Text segment:
================================
Optional: Provide optimized method to calculate an sparse matrix of similarity scores.

Compute similarity scores for pairs of reference and query spectra as given by the indices idx_row (references) and idx_col (queries). If no method is added here, the following naive implementation (i.e. a for-loop) is used.

Parameters:

references – List of reference objects
queries – List of query objects
idx_row – List/array of row indices
idx_col – List/array of column indices
is_symmetric – Set to True when references and queries are identical (as for instance for an all-vs-all comparison). By using the fact that score[i,j] = score[j,i] the calculation will be about 2x faster.
progress_bar – When True a progress bar is shown. Default is True.

to_dict() → dict: Return a dictionary representation of a similarity function.

class matchms.similarity.MetadataMatch(field: str, matching_type: str = 'equal_match', tolerance: float = 0.1)[source]

Bases: BaseSimilarity

Return True if metadata entries of a specified field match between two spectra.

This is supposed to be used to compare a wide range of possible metadata entries and use this to later select related or similar spectra.

Example to calculate scores between 2 pairs of spectra and iterate over the scores

import numpy as np
from matchms import calculate_scores
from matchms import Spectrum
from matchms.similarity import MetadataMatch

spectrum_1 = Spectrum(mz=np.array([]),
                      intensities=np.array([]),
                      metadata={"instrument_type": "orbitrap",
                                "id": 1})
spectrum_2 = Spectrum(mz=np.array([]),
                      intensities=np.array([]),
                      metadata={"instrument_type": "qtof",
                                "id": 2})
spectrum_3 = Spectrum(mz=np.array([]),
                      intensities=np.array([]),
                      metadata={"instrument_type": "qtof",
                                "id": 3})
================================
Supplied information:
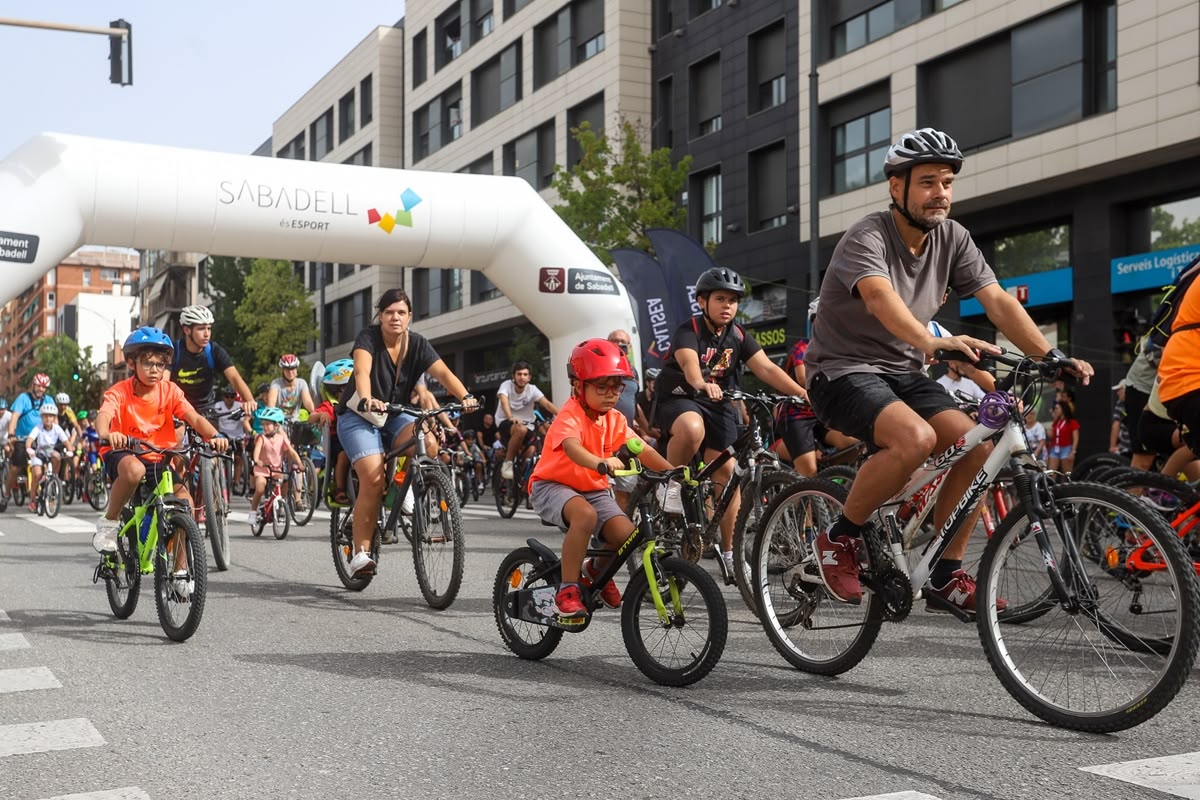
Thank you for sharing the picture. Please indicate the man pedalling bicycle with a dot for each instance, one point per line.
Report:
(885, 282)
================================
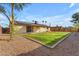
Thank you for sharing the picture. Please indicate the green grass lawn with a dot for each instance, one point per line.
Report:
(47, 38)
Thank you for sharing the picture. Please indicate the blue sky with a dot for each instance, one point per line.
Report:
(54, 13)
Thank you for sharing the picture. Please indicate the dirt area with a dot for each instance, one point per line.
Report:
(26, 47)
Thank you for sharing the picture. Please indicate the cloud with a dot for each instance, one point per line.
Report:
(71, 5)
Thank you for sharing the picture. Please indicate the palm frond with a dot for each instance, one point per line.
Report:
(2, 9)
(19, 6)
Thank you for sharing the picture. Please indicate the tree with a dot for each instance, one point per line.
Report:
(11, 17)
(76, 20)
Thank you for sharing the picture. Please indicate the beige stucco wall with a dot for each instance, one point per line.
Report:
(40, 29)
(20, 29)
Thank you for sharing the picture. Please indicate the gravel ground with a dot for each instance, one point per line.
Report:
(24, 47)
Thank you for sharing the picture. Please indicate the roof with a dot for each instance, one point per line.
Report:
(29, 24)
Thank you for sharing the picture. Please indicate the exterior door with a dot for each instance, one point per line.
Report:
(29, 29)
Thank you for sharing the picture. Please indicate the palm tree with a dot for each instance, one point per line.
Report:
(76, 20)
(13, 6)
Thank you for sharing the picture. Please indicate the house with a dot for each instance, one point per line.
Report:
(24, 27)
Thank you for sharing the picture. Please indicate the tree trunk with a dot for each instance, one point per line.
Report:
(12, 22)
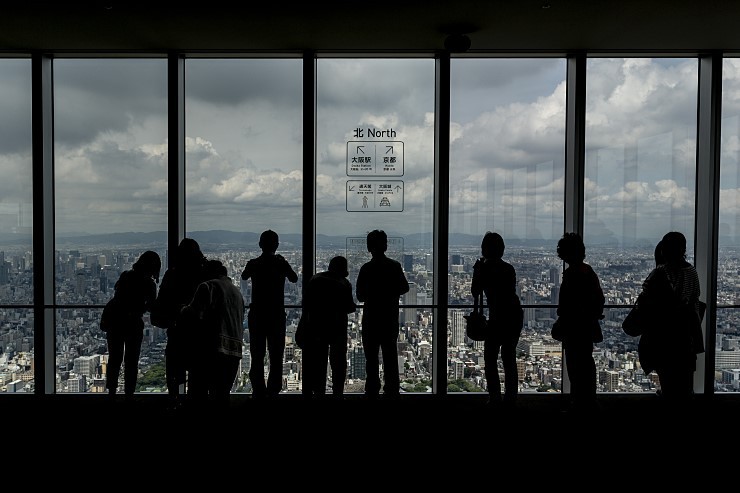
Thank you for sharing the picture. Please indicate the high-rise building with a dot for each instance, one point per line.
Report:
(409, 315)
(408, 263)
================================
Written exercise: Print the passage of the similarity-scoring documentation that starts at "references – List" and ends at "Default is True.", with every character unchanged.

Answer to the problem:
references – List of reference objects
queries – List of query objects
idx_row – List/array of row indices
idx_col – List/array of column indices
is_symmetric – Set to True when references and queries are identical (as for instance for an all-vs-all comparison). By using the fact that score[i,j] = score[j,i] the calculation will be about 2x faster.
progress_bar – When True a progress bar is shown. Default is True.